To-do list:
a – In the organization and operations note, on what date did the company discontinue its in-state distribution division?
b – Quote the organization and operations note word for word, starting at "Out-of-state sales represented" and ending at "of total sales.".
c – Using the organization and operations note, mark each statement yes or no and support each verdict with the exact words from the note: (i) Direct-to-consumer sales made up about 27.0% of revenue from continuing operations in 2012. (ii) Foreign sales account for more than 5% of total sales. (iii) The company started winding down Bacchus operations in September 2011.

Passage to read:
★ ★ ★ ★ ★
Organization and operations  Willamette Valley Vineyards, Inc. (the “Company”) owns and operates vineyards and a winery located in the state of Oregon, and produces and distributes premium, super premium, and ultra-premium wines, primarily Pinot Noir, Pinot Gris, Chardonnay, and Riesling.

 

The Company includes direct-to-consumer sales and national sales to distributors.  These sales channels have mostly similar economic characteristics, offer comparable products to customers and utilize similar processes and shared resources for production, selling and distribution.

 

On June 30, 2012, the Company discontinued their in-state distribution division, Bacchus Fine Wines.  The Company had been in the process of winding down Bacchus operations since September 2011, when they entered into an agreement with Young’s Market of Oregon, LLC to distribute produced wines in-state.  Since then, purchased wine inventories have been completely liquidated, and all Company in-state distribution activity has ceased.  In-state distribution activities are now reported as discontinued operations.

 

Direct-to-consumer sales represented approximately 27.0% and 23.9% of revenue from continuing operations for 2012 and 2011, respectively.

 

Sales of Company-produced wines in Oregon represented approximately 27.7% and 28.1% of revenue from continuing operations for 2012 and 2011, respectively.

 

Out-of-state sales represented approximately 44.8% and 48.0% of revenue from continuing operations for 2012 and 2011, respectively. Foreign sales represent less than 1% of total sales.
★ ★ ★ ★ ★
Dataset content:

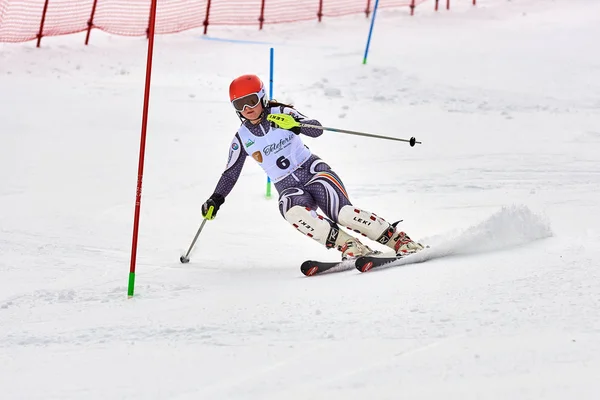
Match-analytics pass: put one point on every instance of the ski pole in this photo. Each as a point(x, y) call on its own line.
point(412, 140)
point(185, 259)
point(287, 122)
★ ★ ★ ★ ★
List of solutions:
a – June 30, 2012.

b –
Out-of-state sales represented approximately 44.8% and 48.0% of revenue from continuing operations for 2012 and 2011, respectively. Foreign sales represent less than 1% of total sales.

c –
(i) Yes: "Direct-to-consumer sales represented approximately 27.0% and 23.9% of revenue from continuing operations for 2012 and 2011, respectively."
(ii) No: "Foreign sales represent less than 1% of total sales."
(iii) Yes: "The Company had been in the process of winding down Bacchus operations since September 2011"